------ Records supplied ------

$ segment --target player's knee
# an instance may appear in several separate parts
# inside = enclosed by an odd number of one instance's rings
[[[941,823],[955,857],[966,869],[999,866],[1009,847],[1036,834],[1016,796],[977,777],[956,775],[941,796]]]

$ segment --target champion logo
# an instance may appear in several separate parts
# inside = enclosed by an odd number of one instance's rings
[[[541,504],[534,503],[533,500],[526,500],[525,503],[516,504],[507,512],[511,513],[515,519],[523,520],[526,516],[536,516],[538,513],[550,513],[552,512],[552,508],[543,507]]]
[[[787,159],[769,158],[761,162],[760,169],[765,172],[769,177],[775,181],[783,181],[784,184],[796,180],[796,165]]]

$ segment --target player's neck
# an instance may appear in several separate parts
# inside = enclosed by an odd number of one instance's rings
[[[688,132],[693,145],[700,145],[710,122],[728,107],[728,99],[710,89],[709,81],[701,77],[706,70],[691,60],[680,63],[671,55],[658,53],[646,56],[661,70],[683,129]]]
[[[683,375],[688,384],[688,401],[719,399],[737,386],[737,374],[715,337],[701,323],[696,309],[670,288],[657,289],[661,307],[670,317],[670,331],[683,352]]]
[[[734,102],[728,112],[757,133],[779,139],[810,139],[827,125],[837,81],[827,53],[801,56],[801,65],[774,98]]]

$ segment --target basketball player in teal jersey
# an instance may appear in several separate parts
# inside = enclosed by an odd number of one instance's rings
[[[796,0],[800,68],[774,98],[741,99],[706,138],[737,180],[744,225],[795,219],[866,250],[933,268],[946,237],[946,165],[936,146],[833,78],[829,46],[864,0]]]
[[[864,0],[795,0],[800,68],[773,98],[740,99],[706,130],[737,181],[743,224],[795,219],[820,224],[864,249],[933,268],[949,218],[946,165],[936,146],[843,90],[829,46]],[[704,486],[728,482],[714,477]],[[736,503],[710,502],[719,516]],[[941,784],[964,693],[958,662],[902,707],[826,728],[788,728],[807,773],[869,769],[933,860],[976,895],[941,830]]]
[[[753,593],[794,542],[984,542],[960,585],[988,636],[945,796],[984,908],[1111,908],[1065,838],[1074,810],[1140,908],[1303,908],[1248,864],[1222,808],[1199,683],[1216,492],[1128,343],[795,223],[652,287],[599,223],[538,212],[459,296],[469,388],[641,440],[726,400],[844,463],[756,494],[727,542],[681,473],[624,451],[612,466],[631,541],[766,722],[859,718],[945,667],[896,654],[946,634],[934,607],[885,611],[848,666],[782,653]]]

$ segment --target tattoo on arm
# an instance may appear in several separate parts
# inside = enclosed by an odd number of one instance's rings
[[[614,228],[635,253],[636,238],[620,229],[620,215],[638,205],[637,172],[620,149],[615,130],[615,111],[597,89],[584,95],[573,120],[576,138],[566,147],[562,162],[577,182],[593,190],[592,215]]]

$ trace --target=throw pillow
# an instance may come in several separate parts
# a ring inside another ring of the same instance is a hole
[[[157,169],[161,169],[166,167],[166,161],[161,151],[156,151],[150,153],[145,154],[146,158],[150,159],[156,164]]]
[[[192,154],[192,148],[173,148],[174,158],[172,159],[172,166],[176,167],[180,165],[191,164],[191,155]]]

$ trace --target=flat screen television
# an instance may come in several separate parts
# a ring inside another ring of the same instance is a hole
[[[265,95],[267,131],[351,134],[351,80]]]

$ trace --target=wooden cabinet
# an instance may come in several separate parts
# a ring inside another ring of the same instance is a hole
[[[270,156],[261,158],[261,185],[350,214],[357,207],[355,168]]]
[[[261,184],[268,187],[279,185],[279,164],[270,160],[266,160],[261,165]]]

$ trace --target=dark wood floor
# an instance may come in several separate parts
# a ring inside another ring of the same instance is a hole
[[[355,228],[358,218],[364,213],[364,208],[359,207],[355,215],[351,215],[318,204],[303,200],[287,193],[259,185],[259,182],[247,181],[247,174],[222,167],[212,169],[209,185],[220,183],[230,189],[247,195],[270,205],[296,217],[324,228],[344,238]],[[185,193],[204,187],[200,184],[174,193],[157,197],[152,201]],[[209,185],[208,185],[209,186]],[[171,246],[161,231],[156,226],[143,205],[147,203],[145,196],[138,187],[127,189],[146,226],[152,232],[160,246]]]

------

Print every line of the records from the line containing "--target=dark wood floor" through the last line, both ends included.

$ trace --target=dark wood floor
# an instance may come in several separate parts
# a ring inside another ring of the same instance is a hole
[[[355,228],[358,218],[364,213],[364,208],[359,207],[355,215],[351,215],[318,204],[303,200],[287,193],[259,185],[259,182],[247,181],[247,174],[222,167],[212,169],[209,185],[220,183],[230,189],[247,195],[270,205],[296,217],[324,228],[344,238]],[[185,193],[204,187],[200,184],[174,193],[157,197],[152,201]],[[209,185],[208,185],[209,186]],[[171,246],[161,231],[156,226],[143,205],[147,203],[145,196],[138,187],[127,189],[146,226],[152,232],[160,246]]]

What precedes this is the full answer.